## Start
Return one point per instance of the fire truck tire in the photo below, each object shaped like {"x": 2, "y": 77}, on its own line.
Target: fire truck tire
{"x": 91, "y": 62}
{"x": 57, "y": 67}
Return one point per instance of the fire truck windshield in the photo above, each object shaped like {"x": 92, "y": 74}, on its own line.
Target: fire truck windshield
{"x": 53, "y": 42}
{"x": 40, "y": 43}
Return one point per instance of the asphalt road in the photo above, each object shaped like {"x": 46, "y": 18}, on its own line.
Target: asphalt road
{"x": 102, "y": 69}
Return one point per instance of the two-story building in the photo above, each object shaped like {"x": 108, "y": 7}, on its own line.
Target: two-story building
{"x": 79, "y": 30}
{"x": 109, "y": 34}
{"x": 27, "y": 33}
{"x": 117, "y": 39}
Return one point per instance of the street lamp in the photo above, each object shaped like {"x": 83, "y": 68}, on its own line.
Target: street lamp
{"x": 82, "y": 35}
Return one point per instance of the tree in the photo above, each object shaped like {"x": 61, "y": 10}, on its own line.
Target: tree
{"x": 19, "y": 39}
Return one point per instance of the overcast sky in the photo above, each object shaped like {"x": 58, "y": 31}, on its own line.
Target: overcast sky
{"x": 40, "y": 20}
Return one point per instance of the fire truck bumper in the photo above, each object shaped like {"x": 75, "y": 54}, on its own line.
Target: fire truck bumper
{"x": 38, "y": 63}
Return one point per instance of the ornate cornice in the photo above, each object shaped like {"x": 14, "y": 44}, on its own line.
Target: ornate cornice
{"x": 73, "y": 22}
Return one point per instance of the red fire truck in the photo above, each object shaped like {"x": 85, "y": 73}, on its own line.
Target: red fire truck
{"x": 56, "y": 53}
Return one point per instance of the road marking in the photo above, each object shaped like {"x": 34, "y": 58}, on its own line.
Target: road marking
## End
Reproduce every one of the entries above verbatim, line by line, without altering anything.

TASK SOLUTION:
Return one point per instance of the fire truck tire in the photo below, each object shaped like {"x": 2, "y": 77}, on its own line.
Target: fire truck tire
{"x": 91, "y": 62}
{"x": 57, "y": 67}
Return one point per instance of the fire truck windshield in the photo above, each object shaped like {"x": 92, "y": 74}, on its own line.
Target: fire truck windshield
{"x": 53, "y": 42}
{"x": 40, "y": 43}
Return one point per instance of the asphalt road in the photo above, each object shaped like {"x": 46, "y": 18}, on its own line.
Target: asphalt road
{"x": 102, "y": 69}
Return one point per instance of the two-story building in the photo above, each object shaped like {"x": 108, "y": 7}, on its own line.
Target: two-story building
{"x": 79, "y": 30}
{"x": 109, "y": 34}
{"x": 27, "y": 33}
{"x": 117, "y": 39}
Return one point per instance of the street lamp in the photo above, each object shaped like {"x": 83, "y": 68}, on its own line.
Target: street lamp
{"x": 82, "y": 35}
Return one point per instance of the tree in the photo above, each object shaped like {"x": 61, "y": 10}, on its own line.
Target: tree
{"x": 19, "y": 39}
Return one point per instance of the overcast sky in the photo above, each object shaped like {"x": 58, "y": 31}, on its own line.
Target: overcast sky
{"x": 40, "y": 20}
Return one point per instance of the fire truck bumper in the photo above, each object shaped like {"x": 75, "y": 54}, on its own line.
Target: fire truck bumper
{"x": 38, "y": 63}
Return one point per instance of the ornate cornice in the photo above, each object shaped like {"x": 14, "y": 44}, on its own line.
Target: ornate cornice
{"x": 73, "y": 22}
Return one point per instance of the red fire truck in the photo above, each object shaped like {"x": 85, "y": 73}, on its own line.
Target: red fire truck
{"x": 56, "y": 53}
Return one point per instance of the road marking in the photo above, each object shaped like {"x": 34, "y": 58}, on its own line.
Target: road marking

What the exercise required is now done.